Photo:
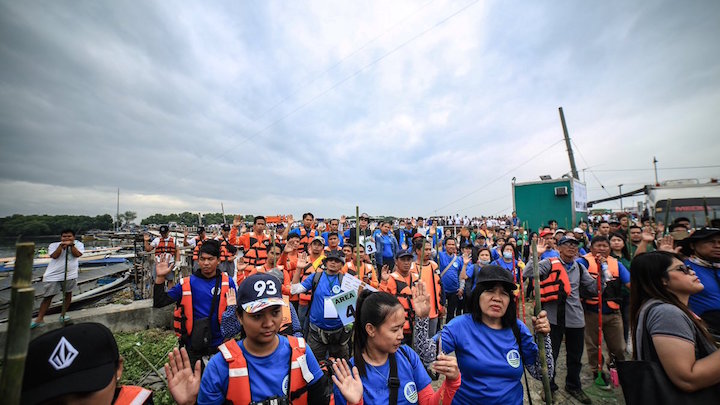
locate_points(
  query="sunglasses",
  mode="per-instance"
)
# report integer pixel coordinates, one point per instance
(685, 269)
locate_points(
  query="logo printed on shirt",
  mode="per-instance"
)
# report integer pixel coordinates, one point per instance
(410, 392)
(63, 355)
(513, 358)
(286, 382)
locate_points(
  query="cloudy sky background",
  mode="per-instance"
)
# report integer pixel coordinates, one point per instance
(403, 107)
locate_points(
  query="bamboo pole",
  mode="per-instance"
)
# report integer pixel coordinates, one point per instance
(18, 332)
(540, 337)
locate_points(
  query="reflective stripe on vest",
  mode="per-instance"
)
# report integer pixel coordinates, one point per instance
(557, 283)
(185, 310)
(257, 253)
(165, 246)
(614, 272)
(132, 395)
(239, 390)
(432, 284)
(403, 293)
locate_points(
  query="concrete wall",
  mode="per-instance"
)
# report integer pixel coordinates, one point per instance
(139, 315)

---

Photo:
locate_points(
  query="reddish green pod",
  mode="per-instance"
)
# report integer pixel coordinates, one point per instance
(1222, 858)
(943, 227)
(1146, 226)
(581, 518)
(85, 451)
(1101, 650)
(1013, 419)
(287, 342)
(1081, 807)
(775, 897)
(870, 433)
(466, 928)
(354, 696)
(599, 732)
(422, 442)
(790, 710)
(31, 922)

* * *

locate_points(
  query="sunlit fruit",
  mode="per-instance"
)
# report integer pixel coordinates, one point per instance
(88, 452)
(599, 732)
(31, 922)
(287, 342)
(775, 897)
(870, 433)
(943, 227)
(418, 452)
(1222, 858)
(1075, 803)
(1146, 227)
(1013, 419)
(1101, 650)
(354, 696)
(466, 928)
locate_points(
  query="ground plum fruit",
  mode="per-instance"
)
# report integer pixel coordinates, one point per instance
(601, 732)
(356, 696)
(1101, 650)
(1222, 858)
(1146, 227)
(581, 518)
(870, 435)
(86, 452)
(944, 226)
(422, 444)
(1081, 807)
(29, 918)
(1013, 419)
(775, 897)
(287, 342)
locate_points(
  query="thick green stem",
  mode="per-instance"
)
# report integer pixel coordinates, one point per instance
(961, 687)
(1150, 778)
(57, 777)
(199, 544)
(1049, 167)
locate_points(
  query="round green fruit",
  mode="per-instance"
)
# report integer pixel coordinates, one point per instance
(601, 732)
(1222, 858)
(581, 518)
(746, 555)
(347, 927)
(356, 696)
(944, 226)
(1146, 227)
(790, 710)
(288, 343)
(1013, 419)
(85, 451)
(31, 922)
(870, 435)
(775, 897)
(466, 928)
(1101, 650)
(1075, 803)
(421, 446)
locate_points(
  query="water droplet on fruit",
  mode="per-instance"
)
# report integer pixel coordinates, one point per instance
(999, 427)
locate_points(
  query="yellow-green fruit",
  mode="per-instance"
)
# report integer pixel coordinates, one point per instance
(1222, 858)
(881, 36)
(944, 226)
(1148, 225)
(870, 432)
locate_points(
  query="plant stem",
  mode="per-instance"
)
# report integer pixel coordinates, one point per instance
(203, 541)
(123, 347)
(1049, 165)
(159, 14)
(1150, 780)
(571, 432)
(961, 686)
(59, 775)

What this task involves >> What lines of the material above include "stem"? Copy each one.

Answer box >>
  query="thick green stem",
  query="plant stem",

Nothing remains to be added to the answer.